* **What to work on**
Scan the records below for the line containing "Query: aurora borealis" and the line containing "Could you spot the treeline". Copy both, plus every line between, exactly.

:: Extracted information

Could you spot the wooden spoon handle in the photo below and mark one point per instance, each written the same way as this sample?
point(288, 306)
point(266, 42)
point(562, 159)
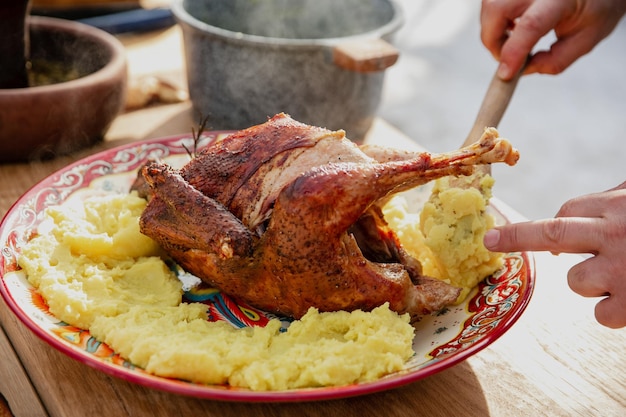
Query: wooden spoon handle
point(493, 106)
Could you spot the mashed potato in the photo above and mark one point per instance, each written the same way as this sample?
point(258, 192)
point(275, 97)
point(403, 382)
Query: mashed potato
point(447, 235)
point(98, 272)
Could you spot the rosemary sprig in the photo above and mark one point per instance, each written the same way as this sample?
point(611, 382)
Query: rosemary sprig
point(196, 135)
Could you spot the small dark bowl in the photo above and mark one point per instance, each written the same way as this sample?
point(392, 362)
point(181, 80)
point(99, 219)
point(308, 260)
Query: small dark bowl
point(45, 121)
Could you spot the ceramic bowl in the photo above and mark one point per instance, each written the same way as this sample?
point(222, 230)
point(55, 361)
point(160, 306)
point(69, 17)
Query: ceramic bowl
point(44, 121)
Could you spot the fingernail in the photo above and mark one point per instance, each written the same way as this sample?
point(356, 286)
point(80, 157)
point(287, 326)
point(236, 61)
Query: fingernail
point(491, 239)
point(504, 71)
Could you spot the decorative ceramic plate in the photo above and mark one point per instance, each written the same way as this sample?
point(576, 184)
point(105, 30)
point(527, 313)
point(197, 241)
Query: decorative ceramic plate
point(441, 340)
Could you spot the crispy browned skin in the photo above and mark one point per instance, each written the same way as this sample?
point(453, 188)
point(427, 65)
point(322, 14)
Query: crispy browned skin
point(285, 216)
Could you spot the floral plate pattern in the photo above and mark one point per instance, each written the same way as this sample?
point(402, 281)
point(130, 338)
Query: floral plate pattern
point(442, 339)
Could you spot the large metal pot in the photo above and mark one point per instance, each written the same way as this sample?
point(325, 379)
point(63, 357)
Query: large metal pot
point(321, 61)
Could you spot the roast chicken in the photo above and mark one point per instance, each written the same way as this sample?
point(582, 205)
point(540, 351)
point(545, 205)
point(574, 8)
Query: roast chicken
point(286, 216)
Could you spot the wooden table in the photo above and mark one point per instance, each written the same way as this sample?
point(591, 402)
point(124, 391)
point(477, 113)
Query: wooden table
point(555, 361)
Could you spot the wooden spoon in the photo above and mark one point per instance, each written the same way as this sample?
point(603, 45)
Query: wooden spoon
point(493, 106)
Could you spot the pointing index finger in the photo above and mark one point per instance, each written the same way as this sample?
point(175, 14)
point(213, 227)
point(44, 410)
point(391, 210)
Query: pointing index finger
point(561, 234)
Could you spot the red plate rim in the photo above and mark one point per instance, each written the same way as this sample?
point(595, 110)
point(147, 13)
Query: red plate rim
point(240, 394)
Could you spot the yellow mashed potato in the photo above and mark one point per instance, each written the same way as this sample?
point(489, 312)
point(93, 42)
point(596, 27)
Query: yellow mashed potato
point(98, 272)
point(447, 234)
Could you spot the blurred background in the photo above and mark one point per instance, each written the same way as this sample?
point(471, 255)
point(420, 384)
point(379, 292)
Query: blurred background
point(570, 128)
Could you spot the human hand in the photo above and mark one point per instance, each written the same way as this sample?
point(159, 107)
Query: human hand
point(594, 224)
point(511, 28)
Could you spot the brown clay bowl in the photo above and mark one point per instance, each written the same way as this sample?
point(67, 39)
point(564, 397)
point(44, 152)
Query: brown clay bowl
point(45, 121)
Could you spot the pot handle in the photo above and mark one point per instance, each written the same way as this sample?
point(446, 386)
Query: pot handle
point(369, 55)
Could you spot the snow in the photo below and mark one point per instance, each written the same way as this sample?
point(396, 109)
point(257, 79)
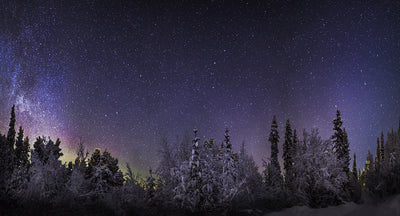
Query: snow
point(390, 207)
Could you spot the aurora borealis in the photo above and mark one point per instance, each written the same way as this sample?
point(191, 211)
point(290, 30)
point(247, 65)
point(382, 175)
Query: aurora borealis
point(121, 75)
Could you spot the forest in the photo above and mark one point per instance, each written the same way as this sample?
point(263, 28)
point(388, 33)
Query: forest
point(195, 176)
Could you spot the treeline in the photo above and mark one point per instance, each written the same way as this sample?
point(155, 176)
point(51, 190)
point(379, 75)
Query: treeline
point(194, 176)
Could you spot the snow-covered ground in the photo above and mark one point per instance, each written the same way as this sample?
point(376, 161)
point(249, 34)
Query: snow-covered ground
point(391, 207)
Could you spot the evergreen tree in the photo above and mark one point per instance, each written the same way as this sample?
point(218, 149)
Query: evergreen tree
point(377, 156)
point(103, 172)
point(340, 141)
point(21, 149)
point(288, 154)
point(9, 148)
point(354, 170)
point(273, 171)
point(150, 187)
point(11, 131)
point(382, 148)
point(18, 147)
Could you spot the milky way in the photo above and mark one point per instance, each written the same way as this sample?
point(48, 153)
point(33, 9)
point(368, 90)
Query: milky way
point(122, 75)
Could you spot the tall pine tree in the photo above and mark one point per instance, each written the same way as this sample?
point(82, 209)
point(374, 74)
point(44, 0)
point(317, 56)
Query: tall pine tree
point(382, 147)
point(288, 154)
point(354, 170)
point(340, 141)
point(21, 150)
point(273, 170)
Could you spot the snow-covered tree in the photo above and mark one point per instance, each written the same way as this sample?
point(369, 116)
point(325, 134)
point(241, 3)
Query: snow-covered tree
point(48, 174)
point(272, 173)
point(321, 179)
point(341, 143)
point(249, 176)
point(289, 152)
point(103, 173)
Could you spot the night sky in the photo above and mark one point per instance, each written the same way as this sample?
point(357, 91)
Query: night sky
point(122, 75)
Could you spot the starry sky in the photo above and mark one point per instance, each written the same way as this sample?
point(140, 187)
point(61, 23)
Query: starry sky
point(121, 75)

::::

* **Output of the exercise**
Query: aurora borealis
point(121, 75)
Could you spot the forest in the photo above and mark one point per instance, each written the same way as this sample?
point(263, 28)
point(388, 33)
Query: forest
point(195, 176)
Could you spot the treeline in the photo above and mark one point per instance, each written the same way as this sample?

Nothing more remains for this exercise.